:: DESCRIPTION OF THE TASK ::
In the passage about the Fever on Ice program, which two schools offer the program to participants?

*** GIVEN PASSAGE

Participants are offered the program through Sport and Medical Sciences Academy in Hartford and Portland Middle School, which are an inner-city school and an urban school. “We picked one of each because we want to help with cultural diversity and reduce racial segregation,” Gregory said.
The final element of the program is an ice gala that not only included all of the participants as well as figure skating Olympians but also included Cirque du Soleil performers and dancers from MTV’s America’s Best Dance Crew.
“Most of the kids come into the program without even knowing that indoor skating existed,” Gregory said. “The sport is completely exotic and foreign to them. To see their transformation from their first day to the show, it’s like night and day. It’s a complete 180 degree turnaround. For me, that is what is really rewarding, seeing that difference in kids who never would have had the chance to grow in that way without this program. It’s really special for me to be a part of that.”
Students have the opportunity to learn all ice sports while participating in Fever on Ice.

******
*** PROVIDED MATERIAL

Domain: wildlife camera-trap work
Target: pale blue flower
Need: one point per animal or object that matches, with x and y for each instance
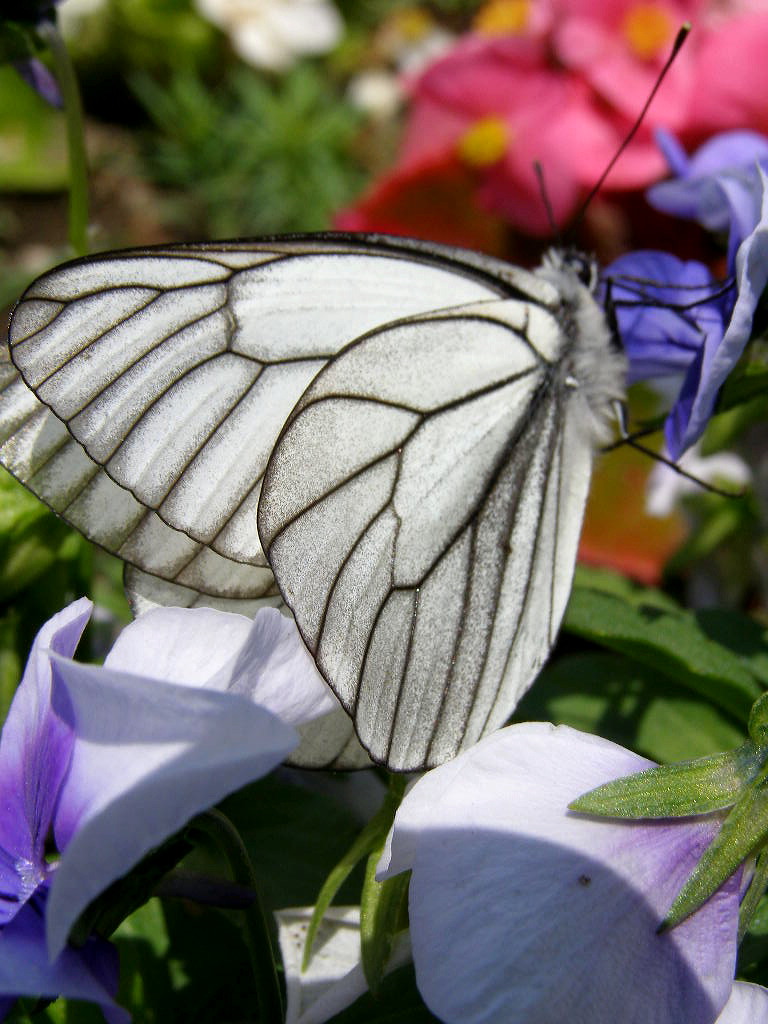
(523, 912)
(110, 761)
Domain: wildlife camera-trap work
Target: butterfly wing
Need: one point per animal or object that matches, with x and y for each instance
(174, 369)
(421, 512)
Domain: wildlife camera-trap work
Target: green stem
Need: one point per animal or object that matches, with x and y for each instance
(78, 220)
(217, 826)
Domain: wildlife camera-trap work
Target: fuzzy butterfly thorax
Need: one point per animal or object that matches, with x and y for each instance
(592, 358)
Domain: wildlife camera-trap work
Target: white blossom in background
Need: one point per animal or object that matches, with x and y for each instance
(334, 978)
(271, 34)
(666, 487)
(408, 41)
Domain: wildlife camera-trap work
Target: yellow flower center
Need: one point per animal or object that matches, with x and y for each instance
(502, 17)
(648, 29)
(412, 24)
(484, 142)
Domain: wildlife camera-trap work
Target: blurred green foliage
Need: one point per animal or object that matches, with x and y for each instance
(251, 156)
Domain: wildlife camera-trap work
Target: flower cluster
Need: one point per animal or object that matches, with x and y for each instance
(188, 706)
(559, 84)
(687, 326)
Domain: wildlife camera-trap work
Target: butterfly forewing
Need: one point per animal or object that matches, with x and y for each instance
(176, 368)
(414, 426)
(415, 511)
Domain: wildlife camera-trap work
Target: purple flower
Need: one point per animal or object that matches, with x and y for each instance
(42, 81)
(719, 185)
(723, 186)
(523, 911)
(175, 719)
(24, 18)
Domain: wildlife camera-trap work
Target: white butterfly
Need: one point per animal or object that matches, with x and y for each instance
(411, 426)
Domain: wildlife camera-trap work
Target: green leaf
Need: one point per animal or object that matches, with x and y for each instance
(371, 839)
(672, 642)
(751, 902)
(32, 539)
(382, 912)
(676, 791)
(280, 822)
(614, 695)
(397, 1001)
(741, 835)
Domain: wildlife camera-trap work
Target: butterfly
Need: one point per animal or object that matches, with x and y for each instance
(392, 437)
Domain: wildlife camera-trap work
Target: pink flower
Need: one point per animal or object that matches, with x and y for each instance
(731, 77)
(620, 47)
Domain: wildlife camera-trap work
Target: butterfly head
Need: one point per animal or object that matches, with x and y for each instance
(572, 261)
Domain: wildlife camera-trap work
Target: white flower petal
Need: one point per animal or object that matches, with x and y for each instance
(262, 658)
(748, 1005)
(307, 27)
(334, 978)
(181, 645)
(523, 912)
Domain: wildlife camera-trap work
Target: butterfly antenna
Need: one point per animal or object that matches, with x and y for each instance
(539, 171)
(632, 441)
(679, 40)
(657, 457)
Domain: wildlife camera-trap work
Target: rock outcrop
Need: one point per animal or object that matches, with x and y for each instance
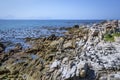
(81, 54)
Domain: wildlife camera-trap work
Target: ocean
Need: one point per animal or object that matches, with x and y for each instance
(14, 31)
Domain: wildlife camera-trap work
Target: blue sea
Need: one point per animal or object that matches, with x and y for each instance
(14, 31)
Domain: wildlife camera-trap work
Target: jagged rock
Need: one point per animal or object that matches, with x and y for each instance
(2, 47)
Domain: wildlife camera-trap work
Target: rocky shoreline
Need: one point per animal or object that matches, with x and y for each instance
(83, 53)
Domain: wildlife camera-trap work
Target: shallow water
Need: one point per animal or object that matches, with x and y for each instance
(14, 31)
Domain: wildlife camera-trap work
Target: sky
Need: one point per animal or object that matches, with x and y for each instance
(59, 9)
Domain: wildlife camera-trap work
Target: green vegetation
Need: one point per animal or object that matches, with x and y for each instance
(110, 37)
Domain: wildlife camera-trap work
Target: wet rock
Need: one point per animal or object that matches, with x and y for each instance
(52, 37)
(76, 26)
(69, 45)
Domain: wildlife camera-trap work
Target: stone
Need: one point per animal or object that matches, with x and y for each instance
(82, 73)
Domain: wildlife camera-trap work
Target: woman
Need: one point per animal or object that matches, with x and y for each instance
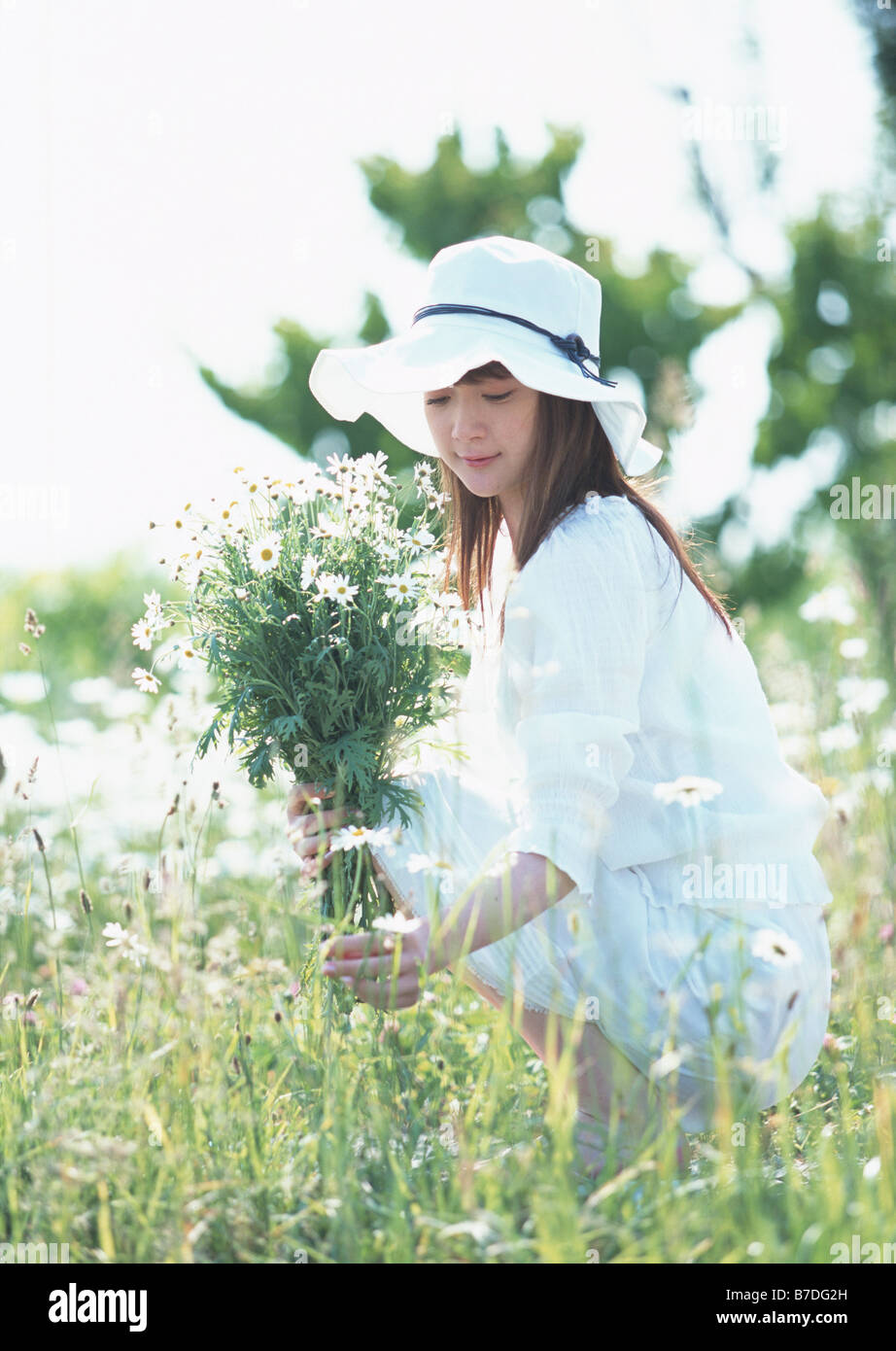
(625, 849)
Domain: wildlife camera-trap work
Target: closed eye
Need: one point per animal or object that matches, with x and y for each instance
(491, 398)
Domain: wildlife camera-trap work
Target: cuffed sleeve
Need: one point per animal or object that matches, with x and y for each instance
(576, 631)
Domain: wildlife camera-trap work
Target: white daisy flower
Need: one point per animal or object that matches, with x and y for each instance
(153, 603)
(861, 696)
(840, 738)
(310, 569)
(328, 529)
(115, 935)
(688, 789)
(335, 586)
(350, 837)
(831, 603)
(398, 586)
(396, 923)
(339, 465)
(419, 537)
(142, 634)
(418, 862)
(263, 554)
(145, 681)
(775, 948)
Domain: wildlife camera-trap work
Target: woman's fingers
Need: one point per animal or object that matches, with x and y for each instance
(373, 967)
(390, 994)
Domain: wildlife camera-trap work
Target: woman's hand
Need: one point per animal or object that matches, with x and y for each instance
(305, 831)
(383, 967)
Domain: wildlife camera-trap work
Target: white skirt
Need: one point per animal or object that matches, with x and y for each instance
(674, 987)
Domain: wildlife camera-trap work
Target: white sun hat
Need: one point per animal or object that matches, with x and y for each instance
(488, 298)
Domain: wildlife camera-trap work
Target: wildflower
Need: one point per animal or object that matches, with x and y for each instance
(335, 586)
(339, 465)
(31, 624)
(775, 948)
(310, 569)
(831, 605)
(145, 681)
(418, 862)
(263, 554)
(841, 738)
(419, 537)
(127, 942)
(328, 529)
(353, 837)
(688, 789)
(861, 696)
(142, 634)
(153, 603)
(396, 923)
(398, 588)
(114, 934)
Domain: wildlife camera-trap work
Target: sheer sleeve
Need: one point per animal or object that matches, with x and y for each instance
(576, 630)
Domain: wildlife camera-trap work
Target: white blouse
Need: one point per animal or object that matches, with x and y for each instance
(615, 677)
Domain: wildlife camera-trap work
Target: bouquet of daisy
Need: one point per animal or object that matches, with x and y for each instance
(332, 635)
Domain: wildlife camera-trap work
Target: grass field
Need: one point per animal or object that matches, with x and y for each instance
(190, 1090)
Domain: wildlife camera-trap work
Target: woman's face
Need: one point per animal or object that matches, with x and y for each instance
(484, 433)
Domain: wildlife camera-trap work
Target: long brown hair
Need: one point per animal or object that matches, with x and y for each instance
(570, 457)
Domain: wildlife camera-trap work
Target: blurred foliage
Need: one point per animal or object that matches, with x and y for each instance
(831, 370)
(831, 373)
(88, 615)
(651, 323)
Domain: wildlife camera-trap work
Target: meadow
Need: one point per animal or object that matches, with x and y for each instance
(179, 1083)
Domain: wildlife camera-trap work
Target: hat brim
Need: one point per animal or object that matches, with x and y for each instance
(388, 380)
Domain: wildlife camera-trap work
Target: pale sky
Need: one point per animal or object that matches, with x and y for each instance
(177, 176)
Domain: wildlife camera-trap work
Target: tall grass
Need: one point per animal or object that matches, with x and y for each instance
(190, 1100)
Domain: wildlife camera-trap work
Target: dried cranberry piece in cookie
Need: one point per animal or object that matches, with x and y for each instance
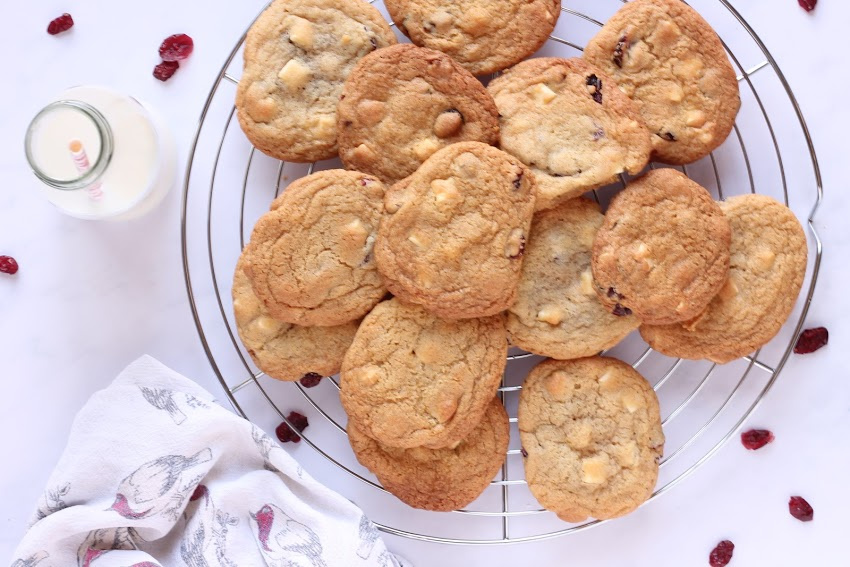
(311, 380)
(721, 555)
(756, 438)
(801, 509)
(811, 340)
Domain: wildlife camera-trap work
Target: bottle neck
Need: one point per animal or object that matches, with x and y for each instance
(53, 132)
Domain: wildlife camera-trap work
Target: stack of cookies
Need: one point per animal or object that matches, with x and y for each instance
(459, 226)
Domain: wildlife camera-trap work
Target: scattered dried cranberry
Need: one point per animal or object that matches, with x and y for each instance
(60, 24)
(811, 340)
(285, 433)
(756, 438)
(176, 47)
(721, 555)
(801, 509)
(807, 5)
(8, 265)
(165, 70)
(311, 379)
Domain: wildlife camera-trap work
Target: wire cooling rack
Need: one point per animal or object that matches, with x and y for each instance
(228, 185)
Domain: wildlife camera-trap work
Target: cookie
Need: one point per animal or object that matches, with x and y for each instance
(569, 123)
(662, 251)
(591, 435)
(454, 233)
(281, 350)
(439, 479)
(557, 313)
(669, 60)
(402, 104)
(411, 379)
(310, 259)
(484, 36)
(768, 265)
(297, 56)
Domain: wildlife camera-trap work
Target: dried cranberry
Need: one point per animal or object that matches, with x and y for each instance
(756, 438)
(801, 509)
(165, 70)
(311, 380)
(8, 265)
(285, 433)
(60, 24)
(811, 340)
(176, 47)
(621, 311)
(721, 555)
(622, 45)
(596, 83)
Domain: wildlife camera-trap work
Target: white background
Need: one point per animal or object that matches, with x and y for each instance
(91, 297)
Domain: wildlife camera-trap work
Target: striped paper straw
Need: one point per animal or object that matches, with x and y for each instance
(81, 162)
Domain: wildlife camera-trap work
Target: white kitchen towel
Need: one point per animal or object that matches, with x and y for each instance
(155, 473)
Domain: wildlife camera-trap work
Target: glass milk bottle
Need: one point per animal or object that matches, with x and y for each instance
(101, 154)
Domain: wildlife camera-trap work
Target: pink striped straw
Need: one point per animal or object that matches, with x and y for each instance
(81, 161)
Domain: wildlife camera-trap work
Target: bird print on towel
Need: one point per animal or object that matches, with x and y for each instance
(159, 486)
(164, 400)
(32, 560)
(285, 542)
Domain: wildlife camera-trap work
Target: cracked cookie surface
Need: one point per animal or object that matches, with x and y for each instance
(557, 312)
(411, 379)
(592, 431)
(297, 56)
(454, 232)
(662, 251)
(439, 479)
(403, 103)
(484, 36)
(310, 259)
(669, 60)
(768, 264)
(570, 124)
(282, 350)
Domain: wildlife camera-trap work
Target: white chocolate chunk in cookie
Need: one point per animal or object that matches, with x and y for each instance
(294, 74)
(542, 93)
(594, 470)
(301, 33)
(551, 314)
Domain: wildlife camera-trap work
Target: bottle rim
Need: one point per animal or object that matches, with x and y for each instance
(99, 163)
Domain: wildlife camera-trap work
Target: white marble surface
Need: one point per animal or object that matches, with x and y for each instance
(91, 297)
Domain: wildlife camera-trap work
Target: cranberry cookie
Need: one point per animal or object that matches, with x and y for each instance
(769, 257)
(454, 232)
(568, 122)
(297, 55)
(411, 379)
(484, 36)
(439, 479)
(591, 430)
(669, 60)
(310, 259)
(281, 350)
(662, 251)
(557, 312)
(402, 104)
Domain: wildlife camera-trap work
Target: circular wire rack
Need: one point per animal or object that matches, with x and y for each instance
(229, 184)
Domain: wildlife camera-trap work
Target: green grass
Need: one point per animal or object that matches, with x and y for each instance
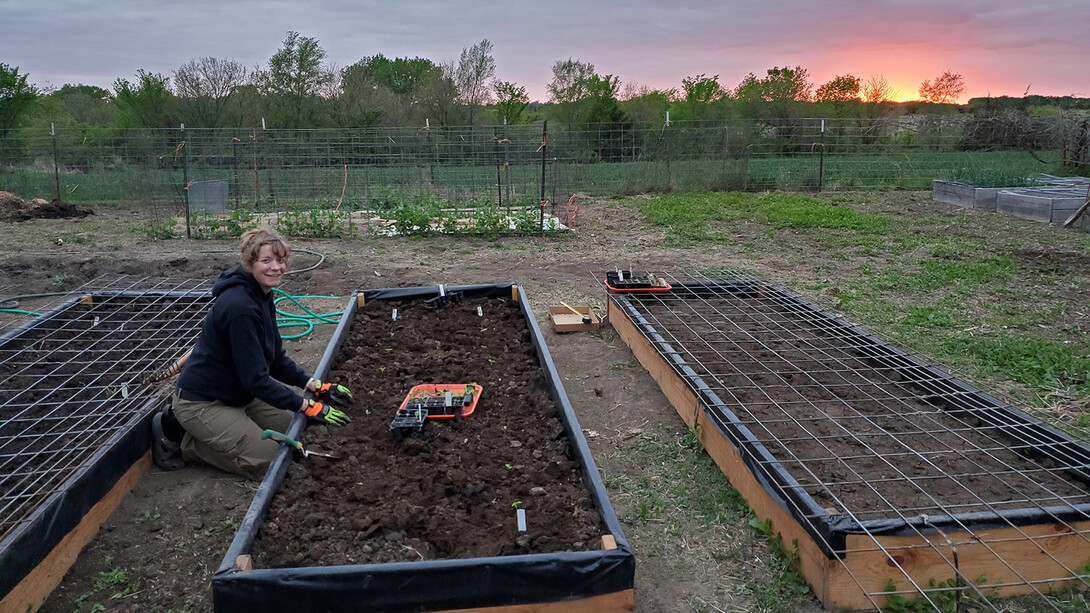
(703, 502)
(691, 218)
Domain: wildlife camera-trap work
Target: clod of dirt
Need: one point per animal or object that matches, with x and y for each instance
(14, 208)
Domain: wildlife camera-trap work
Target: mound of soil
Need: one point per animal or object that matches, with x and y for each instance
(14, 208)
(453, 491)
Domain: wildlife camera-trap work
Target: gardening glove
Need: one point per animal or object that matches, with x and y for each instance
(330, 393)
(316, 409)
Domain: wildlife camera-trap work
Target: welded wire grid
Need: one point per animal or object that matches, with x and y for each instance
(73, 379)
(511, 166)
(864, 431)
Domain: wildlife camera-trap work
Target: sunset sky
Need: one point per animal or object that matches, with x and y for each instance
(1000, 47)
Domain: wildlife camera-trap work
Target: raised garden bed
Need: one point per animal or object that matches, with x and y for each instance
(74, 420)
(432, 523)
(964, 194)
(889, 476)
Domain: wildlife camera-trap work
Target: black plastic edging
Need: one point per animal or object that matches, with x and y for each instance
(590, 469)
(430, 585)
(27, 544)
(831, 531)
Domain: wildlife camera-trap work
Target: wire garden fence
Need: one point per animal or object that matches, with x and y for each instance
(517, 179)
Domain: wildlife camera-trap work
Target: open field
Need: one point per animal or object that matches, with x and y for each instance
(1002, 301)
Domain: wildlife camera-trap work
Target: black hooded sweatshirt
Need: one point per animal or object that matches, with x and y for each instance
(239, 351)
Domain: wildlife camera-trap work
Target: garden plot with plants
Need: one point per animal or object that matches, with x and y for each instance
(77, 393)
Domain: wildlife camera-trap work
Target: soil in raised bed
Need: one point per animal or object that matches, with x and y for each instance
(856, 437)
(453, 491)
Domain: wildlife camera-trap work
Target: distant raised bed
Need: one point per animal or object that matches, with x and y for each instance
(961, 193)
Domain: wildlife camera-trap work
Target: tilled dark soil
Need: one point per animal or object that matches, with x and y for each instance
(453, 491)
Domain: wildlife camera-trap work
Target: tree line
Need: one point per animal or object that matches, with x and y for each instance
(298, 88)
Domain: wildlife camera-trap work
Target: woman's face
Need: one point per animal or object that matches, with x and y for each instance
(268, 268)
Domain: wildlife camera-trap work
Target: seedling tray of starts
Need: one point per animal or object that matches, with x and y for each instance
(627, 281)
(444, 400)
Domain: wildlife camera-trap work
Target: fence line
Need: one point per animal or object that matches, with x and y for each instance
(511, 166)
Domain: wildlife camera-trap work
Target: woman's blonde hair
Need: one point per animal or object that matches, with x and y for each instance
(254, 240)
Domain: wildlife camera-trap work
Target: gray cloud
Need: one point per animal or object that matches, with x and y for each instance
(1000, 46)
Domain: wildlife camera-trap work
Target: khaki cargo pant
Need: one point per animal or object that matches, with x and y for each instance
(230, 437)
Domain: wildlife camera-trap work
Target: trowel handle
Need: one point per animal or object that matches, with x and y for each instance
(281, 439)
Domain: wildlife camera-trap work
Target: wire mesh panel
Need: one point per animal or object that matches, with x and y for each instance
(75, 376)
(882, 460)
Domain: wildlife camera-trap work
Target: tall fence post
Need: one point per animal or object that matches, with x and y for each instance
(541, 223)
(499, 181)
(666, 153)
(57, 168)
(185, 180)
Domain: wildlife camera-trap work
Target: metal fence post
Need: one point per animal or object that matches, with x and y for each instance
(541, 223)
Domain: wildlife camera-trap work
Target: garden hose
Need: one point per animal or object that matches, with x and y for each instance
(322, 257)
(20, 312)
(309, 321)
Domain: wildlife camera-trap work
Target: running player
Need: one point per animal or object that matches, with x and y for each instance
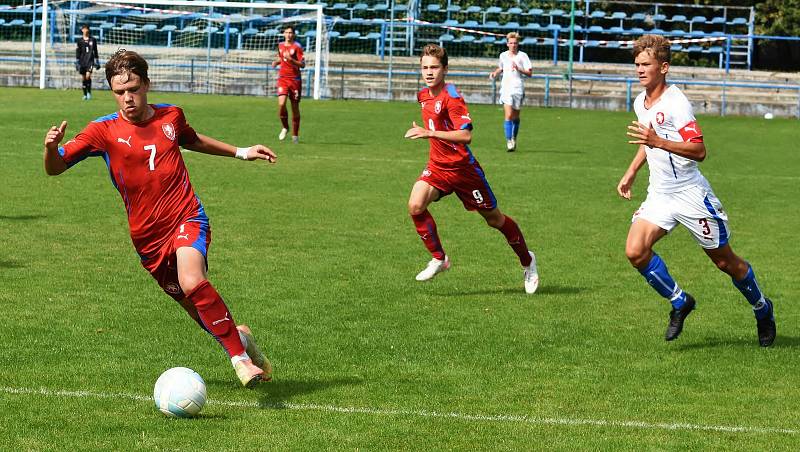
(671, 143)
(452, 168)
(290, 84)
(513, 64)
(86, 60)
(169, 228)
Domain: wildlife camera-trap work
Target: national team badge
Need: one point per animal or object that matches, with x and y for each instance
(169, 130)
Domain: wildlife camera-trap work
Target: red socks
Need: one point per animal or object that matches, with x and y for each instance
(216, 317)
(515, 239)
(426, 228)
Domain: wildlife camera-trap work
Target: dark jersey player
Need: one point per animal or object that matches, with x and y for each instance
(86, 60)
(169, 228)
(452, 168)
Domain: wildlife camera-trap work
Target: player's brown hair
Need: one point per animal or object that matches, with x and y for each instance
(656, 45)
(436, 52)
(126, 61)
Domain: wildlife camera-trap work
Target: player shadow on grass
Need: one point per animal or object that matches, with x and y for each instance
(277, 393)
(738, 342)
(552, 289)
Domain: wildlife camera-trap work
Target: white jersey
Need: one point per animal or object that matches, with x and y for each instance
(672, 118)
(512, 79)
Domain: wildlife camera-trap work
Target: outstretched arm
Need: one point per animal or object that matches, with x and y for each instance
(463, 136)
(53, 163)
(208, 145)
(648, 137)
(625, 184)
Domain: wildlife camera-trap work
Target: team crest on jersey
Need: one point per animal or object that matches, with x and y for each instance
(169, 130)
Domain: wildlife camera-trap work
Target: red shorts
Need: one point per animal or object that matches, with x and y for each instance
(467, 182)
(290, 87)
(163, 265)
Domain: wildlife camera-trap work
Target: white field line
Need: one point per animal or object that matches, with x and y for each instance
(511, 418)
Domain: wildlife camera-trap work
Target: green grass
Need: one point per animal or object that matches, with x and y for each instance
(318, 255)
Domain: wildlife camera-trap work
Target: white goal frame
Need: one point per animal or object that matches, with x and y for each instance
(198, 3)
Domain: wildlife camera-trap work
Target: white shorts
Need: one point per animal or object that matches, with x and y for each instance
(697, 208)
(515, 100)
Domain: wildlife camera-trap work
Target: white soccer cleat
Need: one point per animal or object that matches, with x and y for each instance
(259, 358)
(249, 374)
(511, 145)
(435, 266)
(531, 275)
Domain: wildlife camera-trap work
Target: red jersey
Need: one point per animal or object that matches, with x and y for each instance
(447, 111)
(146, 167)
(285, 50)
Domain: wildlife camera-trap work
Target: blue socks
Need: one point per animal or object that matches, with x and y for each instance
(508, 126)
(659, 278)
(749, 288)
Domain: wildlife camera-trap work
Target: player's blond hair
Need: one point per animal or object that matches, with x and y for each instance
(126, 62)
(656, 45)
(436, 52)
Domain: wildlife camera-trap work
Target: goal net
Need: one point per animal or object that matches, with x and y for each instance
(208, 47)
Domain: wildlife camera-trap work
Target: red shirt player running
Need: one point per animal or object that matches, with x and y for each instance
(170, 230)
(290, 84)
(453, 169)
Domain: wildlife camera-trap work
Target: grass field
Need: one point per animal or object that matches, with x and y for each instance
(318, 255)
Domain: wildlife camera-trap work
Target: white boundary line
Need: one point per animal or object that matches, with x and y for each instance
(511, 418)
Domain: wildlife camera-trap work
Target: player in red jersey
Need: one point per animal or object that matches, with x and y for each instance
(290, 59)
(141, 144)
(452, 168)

******

:: TASK OUTPUT ::
Sport and Medical Sciences Academy in Hartford and Portland Middle School.